# WORK TO COMPLETE
Find the line with "of the rear". Repeat it and each line after it, exactly, down to the end of the records below.

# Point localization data
■ ■ ■ ■

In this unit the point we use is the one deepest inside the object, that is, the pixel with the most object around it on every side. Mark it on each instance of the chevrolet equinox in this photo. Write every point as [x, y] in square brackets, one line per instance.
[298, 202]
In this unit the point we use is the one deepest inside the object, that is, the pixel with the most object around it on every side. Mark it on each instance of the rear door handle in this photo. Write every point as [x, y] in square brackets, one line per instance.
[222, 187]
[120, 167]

■ ■ ■ ■

# TASK RESULT
In this unit the point we use is the one deepest inside the object, that is, the pixel with the most object around it on every side. Mark it on each instance of the rear door handle in this photo. Write every point as [x, y] in square brackets, one line per instance.
[222, 187]
[120, 167]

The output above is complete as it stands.